Task directions
Can you recast everything from the first line below down to the line containing "<point>609,302</point>", inclusive, as a JSON list of strings with one string per line and blank lines left out?

Source material
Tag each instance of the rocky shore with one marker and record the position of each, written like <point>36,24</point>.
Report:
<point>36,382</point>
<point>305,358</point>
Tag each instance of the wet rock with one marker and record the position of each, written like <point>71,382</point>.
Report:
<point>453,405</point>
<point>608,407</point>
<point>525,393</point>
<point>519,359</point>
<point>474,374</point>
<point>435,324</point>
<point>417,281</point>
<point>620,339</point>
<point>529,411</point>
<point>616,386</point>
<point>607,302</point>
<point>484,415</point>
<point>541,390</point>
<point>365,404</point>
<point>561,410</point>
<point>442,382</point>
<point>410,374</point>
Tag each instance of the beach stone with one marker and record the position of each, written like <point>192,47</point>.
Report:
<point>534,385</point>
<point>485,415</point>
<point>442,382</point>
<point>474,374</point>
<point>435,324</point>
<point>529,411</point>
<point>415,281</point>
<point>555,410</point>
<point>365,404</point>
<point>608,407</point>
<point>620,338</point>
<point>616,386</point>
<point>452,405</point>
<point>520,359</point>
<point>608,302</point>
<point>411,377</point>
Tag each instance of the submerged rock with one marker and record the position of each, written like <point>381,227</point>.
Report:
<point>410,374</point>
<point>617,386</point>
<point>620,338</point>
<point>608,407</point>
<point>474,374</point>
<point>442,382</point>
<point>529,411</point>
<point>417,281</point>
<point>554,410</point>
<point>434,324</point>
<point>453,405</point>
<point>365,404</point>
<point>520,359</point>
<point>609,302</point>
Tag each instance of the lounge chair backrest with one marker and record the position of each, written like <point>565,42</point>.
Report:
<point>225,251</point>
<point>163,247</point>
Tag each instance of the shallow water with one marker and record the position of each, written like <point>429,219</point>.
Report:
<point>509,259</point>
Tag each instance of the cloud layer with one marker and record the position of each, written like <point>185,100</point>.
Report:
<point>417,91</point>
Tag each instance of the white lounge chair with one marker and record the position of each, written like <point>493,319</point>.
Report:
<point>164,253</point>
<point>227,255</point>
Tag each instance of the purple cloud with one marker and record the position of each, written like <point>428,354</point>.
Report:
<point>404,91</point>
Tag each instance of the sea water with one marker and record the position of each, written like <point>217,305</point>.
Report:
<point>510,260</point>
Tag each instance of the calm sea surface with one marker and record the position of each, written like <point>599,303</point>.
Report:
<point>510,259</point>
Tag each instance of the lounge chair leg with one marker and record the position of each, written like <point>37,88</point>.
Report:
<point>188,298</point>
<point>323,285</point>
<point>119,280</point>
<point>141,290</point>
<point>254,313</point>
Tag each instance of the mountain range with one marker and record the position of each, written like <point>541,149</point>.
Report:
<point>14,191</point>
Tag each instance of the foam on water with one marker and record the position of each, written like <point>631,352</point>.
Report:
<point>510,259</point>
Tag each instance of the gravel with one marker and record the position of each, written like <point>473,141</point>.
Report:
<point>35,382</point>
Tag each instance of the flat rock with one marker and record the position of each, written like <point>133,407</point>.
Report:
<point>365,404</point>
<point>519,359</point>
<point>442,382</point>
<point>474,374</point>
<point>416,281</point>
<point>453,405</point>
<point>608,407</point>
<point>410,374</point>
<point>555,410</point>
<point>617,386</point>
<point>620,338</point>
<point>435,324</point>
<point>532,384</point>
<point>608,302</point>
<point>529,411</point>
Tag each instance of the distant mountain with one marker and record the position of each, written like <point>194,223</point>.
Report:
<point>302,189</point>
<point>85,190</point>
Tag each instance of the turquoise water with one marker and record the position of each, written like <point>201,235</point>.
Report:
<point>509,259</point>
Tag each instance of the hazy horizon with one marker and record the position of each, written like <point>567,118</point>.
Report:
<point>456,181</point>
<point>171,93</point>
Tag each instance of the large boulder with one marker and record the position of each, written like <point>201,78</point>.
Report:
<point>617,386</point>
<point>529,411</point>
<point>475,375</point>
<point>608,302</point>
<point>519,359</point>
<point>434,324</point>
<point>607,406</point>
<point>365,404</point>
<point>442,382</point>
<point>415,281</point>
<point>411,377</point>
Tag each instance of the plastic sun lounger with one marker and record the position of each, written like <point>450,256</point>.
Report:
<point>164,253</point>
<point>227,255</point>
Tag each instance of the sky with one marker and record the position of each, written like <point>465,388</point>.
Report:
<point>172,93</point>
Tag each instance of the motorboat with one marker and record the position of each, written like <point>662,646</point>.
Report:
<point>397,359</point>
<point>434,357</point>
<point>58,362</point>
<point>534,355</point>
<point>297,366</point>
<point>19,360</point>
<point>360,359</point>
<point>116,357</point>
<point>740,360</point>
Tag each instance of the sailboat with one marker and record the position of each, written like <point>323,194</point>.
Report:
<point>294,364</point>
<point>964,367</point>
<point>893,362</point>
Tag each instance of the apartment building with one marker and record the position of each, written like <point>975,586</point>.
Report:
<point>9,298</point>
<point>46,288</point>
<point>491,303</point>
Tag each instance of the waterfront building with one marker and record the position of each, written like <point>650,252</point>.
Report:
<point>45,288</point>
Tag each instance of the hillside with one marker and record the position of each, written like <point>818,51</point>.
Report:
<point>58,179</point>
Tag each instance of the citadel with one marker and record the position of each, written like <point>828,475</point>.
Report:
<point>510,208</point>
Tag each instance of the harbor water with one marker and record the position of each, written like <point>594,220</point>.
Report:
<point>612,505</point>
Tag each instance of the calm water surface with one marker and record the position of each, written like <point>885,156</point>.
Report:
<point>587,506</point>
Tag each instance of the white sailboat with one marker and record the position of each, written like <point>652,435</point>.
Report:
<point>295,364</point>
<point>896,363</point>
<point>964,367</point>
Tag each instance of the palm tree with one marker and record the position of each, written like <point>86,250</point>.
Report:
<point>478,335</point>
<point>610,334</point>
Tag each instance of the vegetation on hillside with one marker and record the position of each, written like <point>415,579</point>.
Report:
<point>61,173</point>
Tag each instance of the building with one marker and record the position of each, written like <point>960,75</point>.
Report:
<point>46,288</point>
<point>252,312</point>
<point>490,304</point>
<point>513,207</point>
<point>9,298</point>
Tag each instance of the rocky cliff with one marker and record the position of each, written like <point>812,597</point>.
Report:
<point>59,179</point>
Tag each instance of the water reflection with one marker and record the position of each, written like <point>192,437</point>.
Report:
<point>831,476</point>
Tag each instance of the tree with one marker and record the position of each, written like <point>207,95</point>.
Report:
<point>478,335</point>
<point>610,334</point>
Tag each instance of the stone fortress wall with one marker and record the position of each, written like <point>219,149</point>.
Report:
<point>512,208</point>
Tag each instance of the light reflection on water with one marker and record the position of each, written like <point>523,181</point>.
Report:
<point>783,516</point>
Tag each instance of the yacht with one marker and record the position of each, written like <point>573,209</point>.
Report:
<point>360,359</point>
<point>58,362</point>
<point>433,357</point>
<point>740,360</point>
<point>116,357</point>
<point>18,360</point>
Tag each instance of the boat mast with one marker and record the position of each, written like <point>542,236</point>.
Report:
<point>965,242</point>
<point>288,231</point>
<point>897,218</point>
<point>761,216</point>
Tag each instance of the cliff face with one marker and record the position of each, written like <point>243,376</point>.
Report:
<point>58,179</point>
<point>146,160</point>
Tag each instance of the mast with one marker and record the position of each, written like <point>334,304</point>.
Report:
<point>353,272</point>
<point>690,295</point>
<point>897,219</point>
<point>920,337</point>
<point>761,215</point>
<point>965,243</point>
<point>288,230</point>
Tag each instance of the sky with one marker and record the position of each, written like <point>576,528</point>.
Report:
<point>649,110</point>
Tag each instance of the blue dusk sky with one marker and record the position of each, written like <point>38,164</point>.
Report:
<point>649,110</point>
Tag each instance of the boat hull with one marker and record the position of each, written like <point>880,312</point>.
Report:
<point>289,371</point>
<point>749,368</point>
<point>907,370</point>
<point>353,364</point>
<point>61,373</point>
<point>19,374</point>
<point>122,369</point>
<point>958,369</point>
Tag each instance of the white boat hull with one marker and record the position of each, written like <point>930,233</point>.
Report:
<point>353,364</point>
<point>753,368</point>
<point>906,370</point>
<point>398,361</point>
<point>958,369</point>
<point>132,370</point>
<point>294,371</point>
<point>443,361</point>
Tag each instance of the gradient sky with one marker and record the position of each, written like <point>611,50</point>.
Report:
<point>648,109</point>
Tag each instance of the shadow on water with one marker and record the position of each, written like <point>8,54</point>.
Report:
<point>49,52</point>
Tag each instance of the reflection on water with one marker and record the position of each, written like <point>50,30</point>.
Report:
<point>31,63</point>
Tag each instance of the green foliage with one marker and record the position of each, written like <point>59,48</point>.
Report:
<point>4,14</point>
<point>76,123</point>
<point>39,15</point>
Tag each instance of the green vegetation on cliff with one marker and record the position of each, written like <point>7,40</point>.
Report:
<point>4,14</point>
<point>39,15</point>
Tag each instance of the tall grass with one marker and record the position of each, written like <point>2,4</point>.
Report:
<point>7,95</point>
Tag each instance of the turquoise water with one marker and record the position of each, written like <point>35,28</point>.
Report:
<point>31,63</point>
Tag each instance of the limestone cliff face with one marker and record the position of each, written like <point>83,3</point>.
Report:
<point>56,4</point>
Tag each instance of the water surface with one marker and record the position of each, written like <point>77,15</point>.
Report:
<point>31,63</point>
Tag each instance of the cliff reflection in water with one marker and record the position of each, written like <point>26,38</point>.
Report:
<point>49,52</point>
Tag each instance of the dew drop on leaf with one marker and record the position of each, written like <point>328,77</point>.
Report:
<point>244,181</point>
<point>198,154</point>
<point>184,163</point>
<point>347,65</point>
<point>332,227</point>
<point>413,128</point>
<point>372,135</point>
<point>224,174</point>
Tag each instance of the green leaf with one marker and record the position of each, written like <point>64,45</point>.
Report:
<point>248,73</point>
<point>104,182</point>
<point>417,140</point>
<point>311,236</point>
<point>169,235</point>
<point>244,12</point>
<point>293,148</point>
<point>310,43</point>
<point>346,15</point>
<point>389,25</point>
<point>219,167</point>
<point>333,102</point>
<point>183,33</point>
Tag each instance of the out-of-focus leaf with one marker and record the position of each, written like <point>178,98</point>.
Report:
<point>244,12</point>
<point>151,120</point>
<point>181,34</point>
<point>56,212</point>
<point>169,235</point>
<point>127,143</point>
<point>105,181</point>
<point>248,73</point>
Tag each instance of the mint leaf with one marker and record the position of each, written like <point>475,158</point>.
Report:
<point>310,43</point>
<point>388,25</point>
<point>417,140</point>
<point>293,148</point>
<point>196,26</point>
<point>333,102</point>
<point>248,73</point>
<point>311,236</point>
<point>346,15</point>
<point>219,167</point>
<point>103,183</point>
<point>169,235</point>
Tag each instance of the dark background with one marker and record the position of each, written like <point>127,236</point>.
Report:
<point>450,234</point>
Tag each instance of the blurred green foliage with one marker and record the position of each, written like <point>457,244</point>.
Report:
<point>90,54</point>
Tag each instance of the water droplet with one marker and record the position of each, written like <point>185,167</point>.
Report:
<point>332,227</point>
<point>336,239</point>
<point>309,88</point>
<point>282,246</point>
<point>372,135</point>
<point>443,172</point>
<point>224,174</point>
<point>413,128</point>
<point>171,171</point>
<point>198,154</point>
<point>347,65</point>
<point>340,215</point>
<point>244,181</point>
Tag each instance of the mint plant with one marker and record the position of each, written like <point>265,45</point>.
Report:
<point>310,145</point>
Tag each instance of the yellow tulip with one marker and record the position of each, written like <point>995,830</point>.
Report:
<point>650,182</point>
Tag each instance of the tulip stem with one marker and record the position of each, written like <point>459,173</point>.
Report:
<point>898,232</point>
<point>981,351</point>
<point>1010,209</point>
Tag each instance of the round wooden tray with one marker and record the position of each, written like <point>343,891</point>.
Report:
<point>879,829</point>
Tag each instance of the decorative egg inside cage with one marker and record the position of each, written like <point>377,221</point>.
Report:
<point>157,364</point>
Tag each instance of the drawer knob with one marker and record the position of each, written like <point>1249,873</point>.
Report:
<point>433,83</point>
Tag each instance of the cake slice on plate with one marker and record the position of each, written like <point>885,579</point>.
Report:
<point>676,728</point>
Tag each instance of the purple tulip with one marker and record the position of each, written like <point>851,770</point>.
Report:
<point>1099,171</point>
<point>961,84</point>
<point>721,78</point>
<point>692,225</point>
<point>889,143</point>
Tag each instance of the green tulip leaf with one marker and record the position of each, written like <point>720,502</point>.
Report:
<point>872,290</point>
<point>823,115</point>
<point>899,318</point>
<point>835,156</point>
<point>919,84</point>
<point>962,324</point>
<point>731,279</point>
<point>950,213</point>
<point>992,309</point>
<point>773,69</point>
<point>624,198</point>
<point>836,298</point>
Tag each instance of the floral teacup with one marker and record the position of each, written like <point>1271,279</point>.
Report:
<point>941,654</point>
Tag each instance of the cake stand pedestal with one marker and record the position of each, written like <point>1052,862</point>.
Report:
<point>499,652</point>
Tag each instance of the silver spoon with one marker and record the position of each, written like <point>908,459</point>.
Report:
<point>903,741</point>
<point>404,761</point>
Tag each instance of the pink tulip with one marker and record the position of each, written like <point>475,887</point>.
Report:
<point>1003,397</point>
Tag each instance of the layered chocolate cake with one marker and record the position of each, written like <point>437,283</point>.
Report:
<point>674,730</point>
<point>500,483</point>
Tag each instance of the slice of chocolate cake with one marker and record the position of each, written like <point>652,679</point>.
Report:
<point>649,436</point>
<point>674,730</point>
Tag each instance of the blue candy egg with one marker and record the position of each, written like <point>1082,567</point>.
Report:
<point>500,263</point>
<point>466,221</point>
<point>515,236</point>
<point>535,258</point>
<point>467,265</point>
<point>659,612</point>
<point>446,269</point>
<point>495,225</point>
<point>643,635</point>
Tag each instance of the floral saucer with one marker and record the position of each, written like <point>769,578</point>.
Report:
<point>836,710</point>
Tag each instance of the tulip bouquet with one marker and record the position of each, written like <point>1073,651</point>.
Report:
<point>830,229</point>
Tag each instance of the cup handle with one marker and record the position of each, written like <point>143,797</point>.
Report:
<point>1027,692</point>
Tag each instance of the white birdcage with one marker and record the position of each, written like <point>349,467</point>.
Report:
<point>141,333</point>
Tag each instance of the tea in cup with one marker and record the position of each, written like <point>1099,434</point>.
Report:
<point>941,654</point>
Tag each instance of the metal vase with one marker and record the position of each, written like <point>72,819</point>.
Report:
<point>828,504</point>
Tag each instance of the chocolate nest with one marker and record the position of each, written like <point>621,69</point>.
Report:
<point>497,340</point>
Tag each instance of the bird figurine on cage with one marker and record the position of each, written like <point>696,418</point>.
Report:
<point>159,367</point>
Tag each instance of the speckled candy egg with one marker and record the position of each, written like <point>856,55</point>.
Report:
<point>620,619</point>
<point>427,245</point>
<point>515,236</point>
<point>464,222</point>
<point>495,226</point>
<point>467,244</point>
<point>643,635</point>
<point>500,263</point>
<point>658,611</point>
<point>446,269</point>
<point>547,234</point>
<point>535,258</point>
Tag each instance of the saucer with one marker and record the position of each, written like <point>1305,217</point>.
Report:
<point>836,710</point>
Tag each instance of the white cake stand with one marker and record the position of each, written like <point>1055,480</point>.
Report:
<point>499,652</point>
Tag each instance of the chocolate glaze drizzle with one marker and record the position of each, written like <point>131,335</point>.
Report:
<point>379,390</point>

Solution to this exercise
[
  "Tag each instance of the rocky shore with one marker and record the position of each, written like <point>36,24</point>.",
  "Report:",
  "<point>36,382</point>",
  "<point>305,358</point>",
  "Tag each instance of the wet rock with one marker and record the position of each, written like <point>71,382</point>.",
  "Report:",
  "<point>453,405</point>",
  "<point>608,407</point>",
  "<point>525,393</point>",
  "<point>519,359</point>",
  "<point>474,374</point>",
  "<point>435,324</point>",
  "<point>417,281</point>",
  "<point>620,339</point>",
  "<point>529,411</point>",
  "<point>616,386</point>",
  "<point>607,302</point>",
  "<point>484,415</point>",
  "<point>541,390</point>",
  "<point>365,404</point>",
  "<point>561,410</point>",
  "<point>442,382</point>",
  "<point>410,374</point>",
  "Tag each instance of the beach stone with one marker and record the position of each, written like <point>192,47</point>.",
  "Report:",
  "<point>534,385</point>",
  "<point>485,415</point>",
  "<point>442,382</point>",
  "<point>474,374</point>",
  "<point>435,324</point>",
  "<point>529,411</point>",
  "<point>415,281</point>",
  "<point>555,410</point>",
  "<point>365,404</point>",
  "<point>608,407</point>",
  "<point>620,338</point>",
  "<point>616,386</point>",
  "<point>452,405</point>",
  "<point>520,359</point>",
  "<point>608,302</point>",
  "<point>411,377</point>",
  "Tag each instance of the submerged rock with one marker and record the position of each, written like <point>381,227</point>.",
  "Report:",
  "<point>410,374</point>",
  "<point>617,386</point>",
  "<point>620,338</point>",
  "<point>608,407</point>",
  "<point>474,374</point>",
  "<point>442,382</point>",
  "<point>529,411</point>",
  "<point>417,281</point>",
  "<point>554,410</point>",
  "<point>434,324</point>",
  "<point>453,405</point>",
  "<point>365,404</point>",
  "<point>520,359</point>",
  "<point>609,302</point>"
]